● **Фрагмент текста**
UA / RU
Поддержать ZN.ua

КРАХ ВЕЛИКОЙ ИДЕИ, ИЛИ АНАТОМИЯ РУССКОГО КОММУНИЗМА И РЕВОЛЮЦИИ

24 января 2004 года исполняется 80 лет со дня смерти Владимира Ульянова-Ленина. Этой дате посвящена предлагаемая трактовка феномена советского (русского?) коммунизма, который, похоже, остается непонятым...

Автор: Александр Карпец

24 января 2004 года исполняется 80 лет со дня смерти Владимира Ульянова-Ленина. Этой дате посвящена предлагаемая трактовка феномена советского (русского?) коммунизма, который, похоже, остается непонятым. По крайней мере ни коммуно-ортодоксы, ни либеральные буржуа адекватно объяснить это явление не могут, ибо исходят из официально узаконенного заблуждения об истории как процессе, направляемом исключительно сознанием и интересами людей, а также некими объективными социальными законами. Но есть и нетривиальная, однако вполне научная точка зрения, считающая движущей силой социума преимущественно иррационально-бессознательную психическую энергию общества. Эрих Фромм (один из лучших марксистов ХХ века!) считал, что эта энергия может быть как созидательной, творческой, так и разрушительной, авторитарной и соглашательской. Социум может подавлять и активизировать как созидание, так и авторитарный садизм и разрушительность или авторитарный мазохизм и соглашательство. Интересный результат дает соединение этих теорий с глубочайшими откровениями нашего земляка Николая Бердяева о смысле русской революционности и коммунизма.

● **Перечень**
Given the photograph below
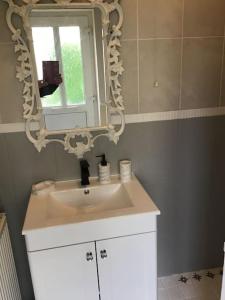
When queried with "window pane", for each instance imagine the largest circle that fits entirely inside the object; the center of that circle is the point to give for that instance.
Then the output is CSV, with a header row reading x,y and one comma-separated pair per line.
x,y
44,49
72,64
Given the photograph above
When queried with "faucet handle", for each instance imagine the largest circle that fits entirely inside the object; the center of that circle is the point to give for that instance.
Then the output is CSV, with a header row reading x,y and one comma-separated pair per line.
x,y
84,163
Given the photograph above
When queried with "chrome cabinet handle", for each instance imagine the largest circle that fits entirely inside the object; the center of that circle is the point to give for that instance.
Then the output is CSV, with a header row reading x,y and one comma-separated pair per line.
x,y
103,254
89,256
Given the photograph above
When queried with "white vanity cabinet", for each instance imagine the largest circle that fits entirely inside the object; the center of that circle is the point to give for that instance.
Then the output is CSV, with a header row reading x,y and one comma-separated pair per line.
x,y
122,268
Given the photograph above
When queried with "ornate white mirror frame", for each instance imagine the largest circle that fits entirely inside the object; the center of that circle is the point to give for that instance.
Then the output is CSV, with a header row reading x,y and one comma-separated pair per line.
x,y
75,141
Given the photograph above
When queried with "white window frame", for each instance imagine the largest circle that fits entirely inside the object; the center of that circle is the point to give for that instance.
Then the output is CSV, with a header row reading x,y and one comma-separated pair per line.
x,y
84,19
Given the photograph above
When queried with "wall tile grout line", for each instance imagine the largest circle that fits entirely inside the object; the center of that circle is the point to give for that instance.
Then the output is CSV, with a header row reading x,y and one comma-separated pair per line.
x,y
182,54
222,71
138,57
175,38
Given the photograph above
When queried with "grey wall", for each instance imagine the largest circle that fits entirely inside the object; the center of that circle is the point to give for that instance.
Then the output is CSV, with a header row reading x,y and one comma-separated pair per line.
x,y
180,163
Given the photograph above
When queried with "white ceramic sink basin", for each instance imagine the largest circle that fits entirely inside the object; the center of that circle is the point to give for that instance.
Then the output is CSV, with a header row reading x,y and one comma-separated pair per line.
x,y
90,200
63,213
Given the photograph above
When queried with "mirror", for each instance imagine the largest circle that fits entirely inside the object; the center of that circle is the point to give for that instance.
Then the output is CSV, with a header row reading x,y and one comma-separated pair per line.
x,y
69,61
68,47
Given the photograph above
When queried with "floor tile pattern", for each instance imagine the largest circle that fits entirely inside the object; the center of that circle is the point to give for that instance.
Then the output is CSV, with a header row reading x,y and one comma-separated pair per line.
x,y
202,285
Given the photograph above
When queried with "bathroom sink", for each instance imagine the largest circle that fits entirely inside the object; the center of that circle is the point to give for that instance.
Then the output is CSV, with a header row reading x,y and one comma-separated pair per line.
x,y
90,200
63,213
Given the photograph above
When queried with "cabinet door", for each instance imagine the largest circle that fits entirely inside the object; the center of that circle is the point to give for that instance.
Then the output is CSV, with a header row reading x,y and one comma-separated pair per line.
x,y
68,273
127,268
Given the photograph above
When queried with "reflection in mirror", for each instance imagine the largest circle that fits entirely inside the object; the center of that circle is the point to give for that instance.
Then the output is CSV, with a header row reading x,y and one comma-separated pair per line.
x,y
69,49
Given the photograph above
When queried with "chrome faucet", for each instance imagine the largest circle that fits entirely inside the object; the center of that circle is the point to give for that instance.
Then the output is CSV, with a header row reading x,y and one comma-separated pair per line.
x,y
84,168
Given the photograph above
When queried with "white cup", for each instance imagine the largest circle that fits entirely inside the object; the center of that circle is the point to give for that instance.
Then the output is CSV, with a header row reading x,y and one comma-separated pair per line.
x,y
125,170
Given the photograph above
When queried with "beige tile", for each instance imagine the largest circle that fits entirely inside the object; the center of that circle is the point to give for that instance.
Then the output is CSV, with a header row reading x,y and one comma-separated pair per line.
x,y
160,62
160,18
204,18
201,72
130,76
11,100
130,19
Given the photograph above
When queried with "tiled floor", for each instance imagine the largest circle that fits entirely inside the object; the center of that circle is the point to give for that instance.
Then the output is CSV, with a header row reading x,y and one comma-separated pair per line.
x,y
202,285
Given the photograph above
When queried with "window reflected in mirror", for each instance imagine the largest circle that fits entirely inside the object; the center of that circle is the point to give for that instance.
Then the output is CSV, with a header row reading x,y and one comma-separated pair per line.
x,y
69,54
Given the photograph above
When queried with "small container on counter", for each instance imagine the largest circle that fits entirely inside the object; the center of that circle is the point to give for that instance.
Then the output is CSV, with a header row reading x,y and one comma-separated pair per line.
x,y
104,170
125,170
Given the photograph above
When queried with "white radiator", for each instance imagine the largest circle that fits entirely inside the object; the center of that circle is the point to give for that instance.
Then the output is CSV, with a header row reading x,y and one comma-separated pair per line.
x,y
9,287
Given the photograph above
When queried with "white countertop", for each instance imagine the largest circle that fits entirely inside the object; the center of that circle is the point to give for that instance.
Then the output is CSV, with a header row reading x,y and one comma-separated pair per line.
x,y
37,213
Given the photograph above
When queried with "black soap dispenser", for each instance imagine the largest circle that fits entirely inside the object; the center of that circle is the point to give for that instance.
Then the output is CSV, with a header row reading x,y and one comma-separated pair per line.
x,y
104,170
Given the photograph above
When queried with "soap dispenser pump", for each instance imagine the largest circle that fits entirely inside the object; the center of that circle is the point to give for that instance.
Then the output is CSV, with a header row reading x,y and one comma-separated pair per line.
x,y
104,170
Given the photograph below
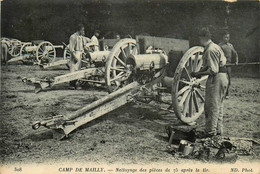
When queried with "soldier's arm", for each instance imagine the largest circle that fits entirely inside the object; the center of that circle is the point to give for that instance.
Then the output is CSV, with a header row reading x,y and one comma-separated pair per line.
x,y
234,53
72,45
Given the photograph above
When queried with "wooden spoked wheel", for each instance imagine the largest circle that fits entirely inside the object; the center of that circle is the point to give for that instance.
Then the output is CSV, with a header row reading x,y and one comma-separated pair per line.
x,y
117,72
66,53
45,53
23,50
15,52
188,92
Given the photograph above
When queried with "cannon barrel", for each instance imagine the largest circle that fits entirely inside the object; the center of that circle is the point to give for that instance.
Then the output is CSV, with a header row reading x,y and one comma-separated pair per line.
x,y
19,58
99,56
147,61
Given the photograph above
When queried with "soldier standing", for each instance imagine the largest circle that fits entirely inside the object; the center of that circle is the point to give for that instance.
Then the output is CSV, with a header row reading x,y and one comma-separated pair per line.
x,y
216,85
76,47
230,53
94,40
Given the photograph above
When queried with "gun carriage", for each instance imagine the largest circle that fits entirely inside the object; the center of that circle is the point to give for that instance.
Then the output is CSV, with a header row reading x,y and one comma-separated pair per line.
x,y
39,52
133,73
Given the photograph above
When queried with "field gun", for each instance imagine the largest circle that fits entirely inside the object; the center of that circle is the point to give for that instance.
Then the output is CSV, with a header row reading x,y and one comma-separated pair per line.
x,y
154,75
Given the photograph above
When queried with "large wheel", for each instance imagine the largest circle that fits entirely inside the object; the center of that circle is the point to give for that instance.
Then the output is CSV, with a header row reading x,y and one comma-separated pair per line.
x,y
45,53
15,52
188,92
66,53
22,50
117,73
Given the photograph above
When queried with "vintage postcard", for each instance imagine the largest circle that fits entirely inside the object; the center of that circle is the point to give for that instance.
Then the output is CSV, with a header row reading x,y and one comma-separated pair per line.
x,y
129,86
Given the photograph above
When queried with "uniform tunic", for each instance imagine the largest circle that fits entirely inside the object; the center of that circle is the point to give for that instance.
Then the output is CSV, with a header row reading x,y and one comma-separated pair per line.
x,y
94,40
76,47
216,87
229,52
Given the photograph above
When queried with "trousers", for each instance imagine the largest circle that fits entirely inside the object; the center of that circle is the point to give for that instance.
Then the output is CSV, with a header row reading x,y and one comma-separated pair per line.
x,y
229,78
216,87
74,64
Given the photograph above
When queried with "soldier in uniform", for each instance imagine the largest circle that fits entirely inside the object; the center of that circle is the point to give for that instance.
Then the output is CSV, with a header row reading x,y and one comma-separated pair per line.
x,y
76,47
230,54
214,66
94,40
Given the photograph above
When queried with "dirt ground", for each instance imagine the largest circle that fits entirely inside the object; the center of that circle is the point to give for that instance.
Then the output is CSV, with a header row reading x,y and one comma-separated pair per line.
x,y
129,135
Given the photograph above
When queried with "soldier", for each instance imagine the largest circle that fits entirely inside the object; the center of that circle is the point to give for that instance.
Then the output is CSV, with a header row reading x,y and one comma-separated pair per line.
x,y
230,53
76,47
216,85
4,51
94,40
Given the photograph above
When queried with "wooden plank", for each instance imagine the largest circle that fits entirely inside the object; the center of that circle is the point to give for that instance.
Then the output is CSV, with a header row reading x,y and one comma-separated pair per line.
x,y
119,99
56,63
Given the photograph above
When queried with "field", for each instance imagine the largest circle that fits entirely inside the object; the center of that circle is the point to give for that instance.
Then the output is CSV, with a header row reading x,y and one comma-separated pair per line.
x,y
132,134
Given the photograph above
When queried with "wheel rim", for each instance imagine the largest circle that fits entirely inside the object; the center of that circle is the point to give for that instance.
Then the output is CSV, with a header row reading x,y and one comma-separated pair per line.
x,y
45,53
117,73
16,50
22,50
66,53
188,92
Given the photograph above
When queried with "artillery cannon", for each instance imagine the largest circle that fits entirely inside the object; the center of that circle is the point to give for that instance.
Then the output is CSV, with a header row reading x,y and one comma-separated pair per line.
x,y
93,65
39,52
154,75
14,46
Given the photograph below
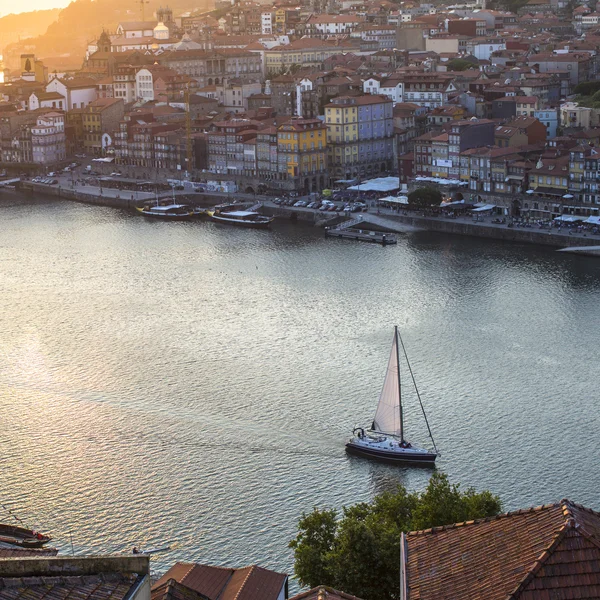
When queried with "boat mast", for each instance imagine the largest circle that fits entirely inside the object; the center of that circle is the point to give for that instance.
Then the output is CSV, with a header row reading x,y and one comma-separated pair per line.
x,y
418,395
399,385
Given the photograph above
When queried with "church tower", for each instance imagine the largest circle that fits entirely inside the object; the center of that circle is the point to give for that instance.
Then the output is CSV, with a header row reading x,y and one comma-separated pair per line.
x,y
164,15
104,42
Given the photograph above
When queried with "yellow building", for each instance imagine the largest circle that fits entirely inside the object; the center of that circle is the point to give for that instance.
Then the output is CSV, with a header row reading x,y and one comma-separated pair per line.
x,y
302,154
359,136
280,14
33,69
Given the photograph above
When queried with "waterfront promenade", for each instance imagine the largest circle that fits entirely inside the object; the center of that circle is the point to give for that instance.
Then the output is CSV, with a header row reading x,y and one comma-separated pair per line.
x,y
394,220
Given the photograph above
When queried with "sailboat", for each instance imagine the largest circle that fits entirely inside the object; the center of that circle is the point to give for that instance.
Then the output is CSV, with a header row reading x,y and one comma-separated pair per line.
x,y
385,439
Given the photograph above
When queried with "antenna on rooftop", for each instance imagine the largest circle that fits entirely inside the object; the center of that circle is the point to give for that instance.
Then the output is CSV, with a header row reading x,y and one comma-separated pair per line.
x,y
141,3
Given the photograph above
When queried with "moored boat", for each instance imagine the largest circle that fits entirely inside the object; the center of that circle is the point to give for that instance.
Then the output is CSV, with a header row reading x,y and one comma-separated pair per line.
x,y
243,218
20,536
386,440
169,212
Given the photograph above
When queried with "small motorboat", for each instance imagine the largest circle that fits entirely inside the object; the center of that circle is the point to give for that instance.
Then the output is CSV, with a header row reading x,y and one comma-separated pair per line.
x,y
168,212
19,536
386,440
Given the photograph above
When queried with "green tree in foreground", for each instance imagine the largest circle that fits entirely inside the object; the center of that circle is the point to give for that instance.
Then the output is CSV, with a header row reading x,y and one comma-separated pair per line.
x,y
359,553
425,197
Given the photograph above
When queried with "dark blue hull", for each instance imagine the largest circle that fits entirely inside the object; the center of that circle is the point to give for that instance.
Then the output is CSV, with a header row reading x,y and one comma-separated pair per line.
x,y
425,459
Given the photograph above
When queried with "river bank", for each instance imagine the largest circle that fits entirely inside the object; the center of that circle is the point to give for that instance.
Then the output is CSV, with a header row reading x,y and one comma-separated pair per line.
x,y
385,219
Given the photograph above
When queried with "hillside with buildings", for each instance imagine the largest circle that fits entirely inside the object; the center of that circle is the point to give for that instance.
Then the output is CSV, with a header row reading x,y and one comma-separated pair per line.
x,y
66,34
298,95
25,25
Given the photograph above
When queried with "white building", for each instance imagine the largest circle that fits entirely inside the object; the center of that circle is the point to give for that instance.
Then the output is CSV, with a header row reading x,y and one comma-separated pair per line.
x,y
392,88
266,20
326,25
78,92
48,142
136,29
144,85
124,83
234,95
46,100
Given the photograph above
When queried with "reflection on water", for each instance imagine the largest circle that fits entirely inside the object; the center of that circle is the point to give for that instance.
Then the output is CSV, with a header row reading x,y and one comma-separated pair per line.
x,y
193,383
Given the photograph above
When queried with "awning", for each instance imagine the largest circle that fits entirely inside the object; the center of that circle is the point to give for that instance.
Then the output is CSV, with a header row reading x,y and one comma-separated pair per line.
x,y
454,203
395,199
548,191
380,184
569,218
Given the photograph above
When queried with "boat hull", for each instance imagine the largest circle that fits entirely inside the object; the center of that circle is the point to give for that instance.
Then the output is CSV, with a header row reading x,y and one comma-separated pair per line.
x,y
166,217
19,536
393,455
242,223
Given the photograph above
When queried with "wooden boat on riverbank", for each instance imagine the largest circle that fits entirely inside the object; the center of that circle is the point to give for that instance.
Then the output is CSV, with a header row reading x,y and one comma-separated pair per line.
x,y
169,212
385,439
19,536
243,218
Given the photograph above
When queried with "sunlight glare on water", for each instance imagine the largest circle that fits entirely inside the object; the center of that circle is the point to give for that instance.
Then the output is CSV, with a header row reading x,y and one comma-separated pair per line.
x,y
193,383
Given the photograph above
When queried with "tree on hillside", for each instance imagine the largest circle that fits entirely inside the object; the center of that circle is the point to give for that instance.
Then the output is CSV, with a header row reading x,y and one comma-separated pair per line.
x,y
425,197
360,552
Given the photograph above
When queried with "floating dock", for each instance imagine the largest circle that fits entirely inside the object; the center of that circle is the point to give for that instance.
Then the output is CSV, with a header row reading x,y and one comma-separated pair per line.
x,y
362,235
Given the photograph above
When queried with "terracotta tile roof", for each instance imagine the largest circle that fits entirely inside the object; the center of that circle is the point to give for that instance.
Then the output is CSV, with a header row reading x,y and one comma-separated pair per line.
x,y
106,587
219,583
543,553
27,552
171,590
323,592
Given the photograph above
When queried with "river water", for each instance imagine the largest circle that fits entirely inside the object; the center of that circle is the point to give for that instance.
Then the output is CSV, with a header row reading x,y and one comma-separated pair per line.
x,y
194,383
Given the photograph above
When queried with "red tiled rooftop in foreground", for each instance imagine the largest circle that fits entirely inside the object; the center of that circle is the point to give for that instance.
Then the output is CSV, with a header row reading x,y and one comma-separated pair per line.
x,y
543,553
219,583
324,592
111,586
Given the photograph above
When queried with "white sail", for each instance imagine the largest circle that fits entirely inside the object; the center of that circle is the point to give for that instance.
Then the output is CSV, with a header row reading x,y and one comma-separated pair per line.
x,y
387,415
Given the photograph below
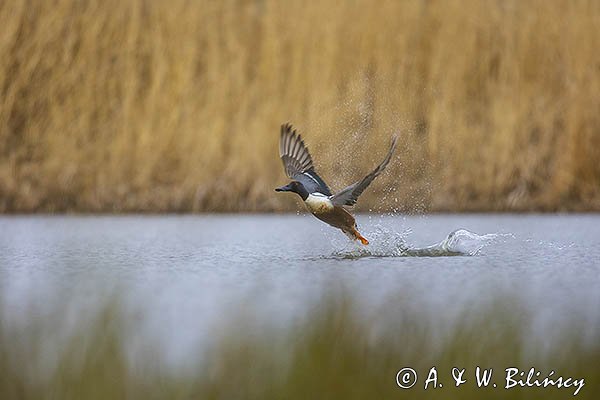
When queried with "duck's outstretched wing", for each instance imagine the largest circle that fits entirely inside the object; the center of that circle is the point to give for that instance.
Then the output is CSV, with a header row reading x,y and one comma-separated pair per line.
x,y
349,195
297,161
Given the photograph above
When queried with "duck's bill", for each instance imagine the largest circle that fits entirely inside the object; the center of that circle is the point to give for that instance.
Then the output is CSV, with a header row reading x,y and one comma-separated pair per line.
x,y
286,188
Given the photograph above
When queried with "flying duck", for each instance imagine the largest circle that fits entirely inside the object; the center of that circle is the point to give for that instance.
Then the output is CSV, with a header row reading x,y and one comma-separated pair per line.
x,y
329,208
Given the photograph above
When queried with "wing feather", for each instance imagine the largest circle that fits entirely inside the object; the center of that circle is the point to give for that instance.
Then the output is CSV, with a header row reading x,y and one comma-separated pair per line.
x,y
297,162
349,195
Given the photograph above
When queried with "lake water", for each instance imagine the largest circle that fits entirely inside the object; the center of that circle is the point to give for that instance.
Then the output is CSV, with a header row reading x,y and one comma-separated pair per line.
x,y
182,276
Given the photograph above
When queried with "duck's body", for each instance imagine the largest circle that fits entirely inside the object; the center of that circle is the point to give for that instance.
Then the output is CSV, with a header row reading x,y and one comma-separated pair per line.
x,y
314,191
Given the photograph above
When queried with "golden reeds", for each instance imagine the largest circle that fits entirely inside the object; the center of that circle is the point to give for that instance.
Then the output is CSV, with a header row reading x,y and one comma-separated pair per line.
x,y
175,105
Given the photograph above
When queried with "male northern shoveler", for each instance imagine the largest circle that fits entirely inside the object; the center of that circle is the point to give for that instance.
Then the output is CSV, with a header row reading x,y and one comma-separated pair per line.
x,y
328,207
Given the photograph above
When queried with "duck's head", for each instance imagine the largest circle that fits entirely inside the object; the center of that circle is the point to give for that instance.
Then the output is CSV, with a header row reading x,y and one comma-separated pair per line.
x,y
296,187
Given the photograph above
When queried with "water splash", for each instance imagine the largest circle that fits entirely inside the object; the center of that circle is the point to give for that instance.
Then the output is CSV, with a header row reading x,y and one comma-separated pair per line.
x,y
386,243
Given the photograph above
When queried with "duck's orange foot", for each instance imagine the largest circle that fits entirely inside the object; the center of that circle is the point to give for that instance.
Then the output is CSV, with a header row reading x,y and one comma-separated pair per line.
x,y
362,239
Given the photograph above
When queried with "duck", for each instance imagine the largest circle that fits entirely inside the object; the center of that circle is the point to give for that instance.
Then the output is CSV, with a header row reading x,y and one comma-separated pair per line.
x,y
333,209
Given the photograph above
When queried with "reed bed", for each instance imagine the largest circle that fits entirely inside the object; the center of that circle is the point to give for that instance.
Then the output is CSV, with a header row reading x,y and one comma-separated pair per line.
x,y
114,106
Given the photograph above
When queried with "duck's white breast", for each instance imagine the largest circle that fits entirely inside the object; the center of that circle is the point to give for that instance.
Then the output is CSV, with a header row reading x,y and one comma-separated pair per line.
x,y
318,203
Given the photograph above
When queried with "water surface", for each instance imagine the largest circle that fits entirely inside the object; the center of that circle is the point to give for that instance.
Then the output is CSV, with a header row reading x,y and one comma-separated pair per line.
x,y
184,276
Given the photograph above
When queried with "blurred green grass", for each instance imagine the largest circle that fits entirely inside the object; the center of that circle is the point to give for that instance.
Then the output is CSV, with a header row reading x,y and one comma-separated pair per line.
x,y
338,351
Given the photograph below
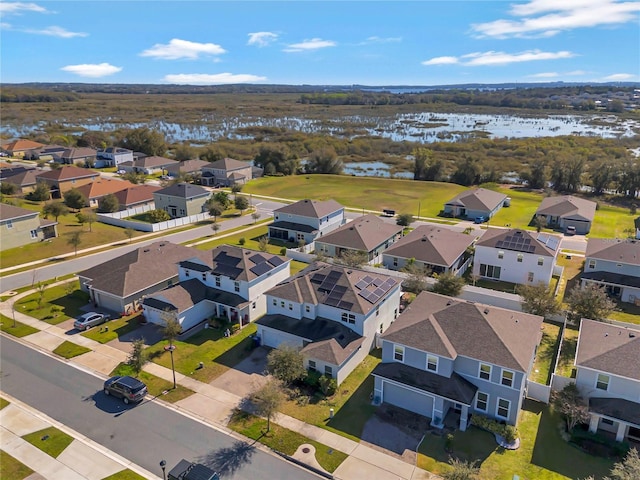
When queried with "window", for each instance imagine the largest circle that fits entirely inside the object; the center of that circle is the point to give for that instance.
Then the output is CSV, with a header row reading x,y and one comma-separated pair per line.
x,y
485,371
507,378
432,363
502,409
482,401
398,353
602,382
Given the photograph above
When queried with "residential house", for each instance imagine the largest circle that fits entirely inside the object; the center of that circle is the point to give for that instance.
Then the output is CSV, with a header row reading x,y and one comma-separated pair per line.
x,y
477,202
181,199
437,249
615,265
332,313
18,148
445,356
120,284
306,220
19,226
64,179
516,256
226,172
94,191
228,283
608,375
369,234
148,165
113,157
567,211
136,196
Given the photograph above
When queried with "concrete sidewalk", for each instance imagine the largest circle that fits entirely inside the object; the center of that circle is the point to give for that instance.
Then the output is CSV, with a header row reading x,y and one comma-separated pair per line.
x,y
214,405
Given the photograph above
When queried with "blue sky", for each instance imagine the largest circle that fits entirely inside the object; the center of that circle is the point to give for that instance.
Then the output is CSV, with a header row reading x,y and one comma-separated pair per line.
x,y
320,42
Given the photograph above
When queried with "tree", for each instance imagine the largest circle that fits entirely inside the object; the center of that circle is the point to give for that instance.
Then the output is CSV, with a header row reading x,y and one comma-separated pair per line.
x,y
267,400
404,219
448,284
108,204
41,193
570,404
75,239
138,357
241,203
538,299
55,208
591,301
74,199
286,364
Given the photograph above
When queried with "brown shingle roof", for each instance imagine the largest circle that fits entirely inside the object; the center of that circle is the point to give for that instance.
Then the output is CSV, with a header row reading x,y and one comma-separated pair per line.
x,y
363,233
431,244
614,250
609,348
449,327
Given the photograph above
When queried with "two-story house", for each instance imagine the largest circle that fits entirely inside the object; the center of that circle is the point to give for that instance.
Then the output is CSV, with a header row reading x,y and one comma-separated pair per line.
x,y
229,283
226,172
369,234
19,226
446,355
437,249
306,220
332,313
614,264
181,199
516,256
608,375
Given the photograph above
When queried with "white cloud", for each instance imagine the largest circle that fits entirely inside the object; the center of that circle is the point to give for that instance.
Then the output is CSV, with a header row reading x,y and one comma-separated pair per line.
x,y
177,49
262,39
545,18
210,79
55,31
92,70
19,7
441,61
309,45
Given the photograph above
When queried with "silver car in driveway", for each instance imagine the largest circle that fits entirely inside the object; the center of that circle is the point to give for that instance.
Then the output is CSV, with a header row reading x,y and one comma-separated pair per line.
x,y
89,320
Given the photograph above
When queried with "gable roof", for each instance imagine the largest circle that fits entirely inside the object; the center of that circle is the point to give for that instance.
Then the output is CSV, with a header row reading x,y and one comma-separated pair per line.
x,y
141,268
183,190
69,172
311,208
524,241
609,348
338,286
614,250
363,233
568,207
450,327
432,244
478,199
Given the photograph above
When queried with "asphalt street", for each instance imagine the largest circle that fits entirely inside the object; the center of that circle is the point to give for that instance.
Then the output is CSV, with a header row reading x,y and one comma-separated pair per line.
x,y
144,434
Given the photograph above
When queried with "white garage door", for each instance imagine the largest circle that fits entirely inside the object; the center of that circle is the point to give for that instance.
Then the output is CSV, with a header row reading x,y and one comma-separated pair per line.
x,y
408,399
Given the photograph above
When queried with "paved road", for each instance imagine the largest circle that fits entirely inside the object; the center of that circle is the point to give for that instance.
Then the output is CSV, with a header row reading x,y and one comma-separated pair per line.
x,y
144,434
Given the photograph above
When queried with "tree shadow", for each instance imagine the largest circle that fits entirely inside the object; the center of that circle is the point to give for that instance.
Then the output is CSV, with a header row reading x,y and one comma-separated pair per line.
x,y
226,461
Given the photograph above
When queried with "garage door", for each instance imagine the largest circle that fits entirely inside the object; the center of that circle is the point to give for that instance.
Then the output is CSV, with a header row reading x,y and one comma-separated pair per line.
x,y
408,399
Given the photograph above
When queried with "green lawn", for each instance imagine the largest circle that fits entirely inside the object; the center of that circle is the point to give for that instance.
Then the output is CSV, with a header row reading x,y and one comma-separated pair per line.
x,y
546,355
209,346
155,385
351,403
50,440
20,329
283,440
69,350
12,469
543,454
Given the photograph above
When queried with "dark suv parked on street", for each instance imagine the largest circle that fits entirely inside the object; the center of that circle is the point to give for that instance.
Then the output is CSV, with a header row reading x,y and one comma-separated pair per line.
x,y
128,388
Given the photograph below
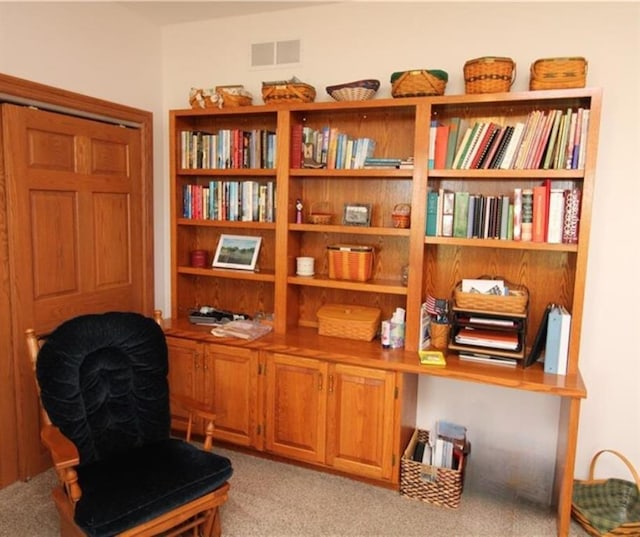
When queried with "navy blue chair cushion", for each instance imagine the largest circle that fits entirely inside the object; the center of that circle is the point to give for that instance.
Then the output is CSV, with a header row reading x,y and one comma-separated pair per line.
x,y
103,383
125,491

● **Поставленная задача**
Выведите целиком текст статьи о феномене русского коммунизма, не внося в него ни одного изменения. Перечень является самостоятельным материалом и к тексту статьи не относится.

● **Результат ниже**
UA / RU
Поддержать ZN.ua

КРАХ ВЕЛИКОЙ ИДЕИ, ИЛИ АНАТОМИЯ РУССКОГО КОММУНИЗМА И РЕВОЛЮЦИИ

24 января 2004 года исполняется 80 лет со дня смерти Владимира Ульянова-Ленина. Этой дате посвящена предлагаемая трактовка феномена советского (русского?) коммунизма, который, похоже, остается непонятым...

Автор: Александр Карпец

24 января 2004 года исполняется 80 лет со дня смерти Владимира Ульянова-Ленина. Этой дате посвящена предлагаемая трактовка феномена советского (русского?) коммунизма, который, похоже, остается непонятым. По крайней мере ни коммуно-ортодоксы, ни либеральные буржуа адекватно объяснить это явление не могут, ибо исходят из официально узаконенного заблуждения об истории как процессе, направляемом исключительно сознанием и интересами людей, а также некими объективными социальными законами. Но есть и нетривиальная, однако вполне научная точка зрения, считающая движущей силой социума преимущественно иррационально-бессознательную психическую энергию общества. Эрих Фромм (один из лучших марксистов ХХ века!) считал, что эта энергия может быть как созидательной, творческой, так и разрушительной, авторитарной и соглашательской. Социум может подавлять и активизировать как созидание, так и авторитарный садизм и разрушительность или авторитарный мазохизм и соглашательство. Интересный результат дает соединение этих теорий с глубочайшими откровениями нашего земляка Николая Бердяева о смысле русской революционности и коммунизма.